┌─ Data in this exercise

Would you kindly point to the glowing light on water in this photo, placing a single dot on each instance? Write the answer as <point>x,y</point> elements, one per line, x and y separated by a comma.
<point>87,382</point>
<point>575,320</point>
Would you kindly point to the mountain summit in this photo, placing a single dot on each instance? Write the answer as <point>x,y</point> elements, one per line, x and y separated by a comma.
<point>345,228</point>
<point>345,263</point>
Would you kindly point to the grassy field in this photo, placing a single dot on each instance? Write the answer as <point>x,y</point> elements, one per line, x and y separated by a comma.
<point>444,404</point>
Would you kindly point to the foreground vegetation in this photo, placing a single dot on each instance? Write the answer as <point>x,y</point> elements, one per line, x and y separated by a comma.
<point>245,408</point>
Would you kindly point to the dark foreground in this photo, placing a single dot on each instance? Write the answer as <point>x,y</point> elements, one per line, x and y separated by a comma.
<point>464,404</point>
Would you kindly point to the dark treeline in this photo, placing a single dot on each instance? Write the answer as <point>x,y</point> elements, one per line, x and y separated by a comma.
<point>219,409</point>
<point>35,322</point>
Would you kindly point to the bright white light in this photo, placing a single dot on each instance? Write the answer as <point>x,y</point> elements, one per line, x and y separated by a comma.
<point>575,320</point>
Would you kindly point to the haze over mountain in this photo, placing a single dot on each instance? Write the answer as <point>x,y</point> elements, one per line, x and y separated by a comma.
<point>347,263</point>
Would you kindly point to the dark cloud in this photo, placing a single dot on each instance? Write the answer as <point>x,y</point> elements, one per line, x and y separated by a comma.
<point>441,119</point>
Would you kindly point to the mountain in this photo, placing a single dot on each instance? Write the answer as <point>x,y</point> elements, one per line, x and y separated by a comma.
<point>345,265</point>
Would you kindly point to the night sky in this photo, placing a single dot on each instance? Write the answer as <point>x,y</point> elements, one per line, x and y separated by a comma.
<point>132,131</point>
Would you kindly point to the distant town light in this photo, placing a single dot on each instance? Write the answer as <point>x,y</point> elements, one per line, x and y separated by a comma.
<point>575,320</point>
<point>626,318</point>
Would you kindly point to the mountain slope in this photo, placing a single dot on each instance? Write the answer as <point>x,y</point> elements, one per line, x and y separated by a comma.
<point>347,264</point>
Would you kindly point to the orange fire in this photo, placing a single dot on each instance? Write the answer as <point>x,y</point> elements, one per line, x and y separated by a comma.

└─

§ **Do this**:
Please copy all of the rows above, keeping every character the same.

§ **Exercise result**:
Would you kindly point to the glowing light on water in this photo, placing a single dot on each instance? Write the answer as <point>x,y</point> elements, one per line, x and y separated by a comma.
<point>87,382</point>
<point>575,320</point>
Would you kindly point to the mountain summit in this photo, placing a single dot on each instance? Write the answer as <point>x,y</point> elements, one per line, x and y separated by a comma.
<point>345,228</point>
<point>345,263</point>
Would you kindly point to the grassy field in this photo, placing a single dot on each instance? Write the answer as <point>x,y</point> elements, one per line, x and y separated by a comma.
<point>444,404</point>
Would you kindly point to the foreground vegetation in this photo, placing a single dot on each instance? Write the answer as <point>x,y</point> elements, one per line, x and y separated by a comma.
<point>245,408</point>
Would you kindly point to the dark foreground in this photo, placing a single dot on each instance? Write the answer as <point>x,y</point> elements, one per line, x and y separated by a comma.
<point>464,404</point>
Would you kindly point to the dark treeline in this photo, placing a single dot on each instance? Write the answer as <point>x,y</point> elements, one per line, x and y separated by a comma.
<point>219,409</point>
<point>35,322</point>
Would you kindly point to the bright white light in this photo, placing a single dot on each instance? Write the answer as <point>x,y</point> elements, one per line, x and y separated by a comma.
<point>575,320</point>
Would you kindly point to the haze over mountain in this photo, placing a single dot on each instance? Write the answer as <point>x,y</point> elements, one per line, x and y separated by a comma.
<point>347,263</point>
Would you kindly point to the dark cloud in this photo, placing a single dot on each instance? Write the answer as <point>x,y</point> elements, one per line, x and y separated by a comma.
<point>441,119</point>
Would you kindly point to the mountain in this photo, placing a single dot on each instance? Write the answer as <point>x,y</point> elements, one per line, x and y separated by a comma.
<point>345,265</point>
Would you kindly point to the night sky in this photo, placing a single dot on each instance? Write the answer as <point>x,y</point> elements, one per line, x and y separated by a comma.
<point>132,131</point>
Would you kindly point to the distant town light in this photo, placing a single dot on each instance? Write the answer as <point>x,y</point> elements, one per line, x and y separated by a comma.
<point>575,320</point>
<point>626,318</point>
Would you kindly point to the mountain slope in this photo, placing a single dot on each instance? Write the answer as <point>x,y</point> elements, one per line, x and y separated by a comma.
<point>347,264</point>
Would you kindly point to the orange fire in this photo, placing a single dot on each instance? Write the answer as <point>x,y</point> elements, one per line, x and y separated by a comma.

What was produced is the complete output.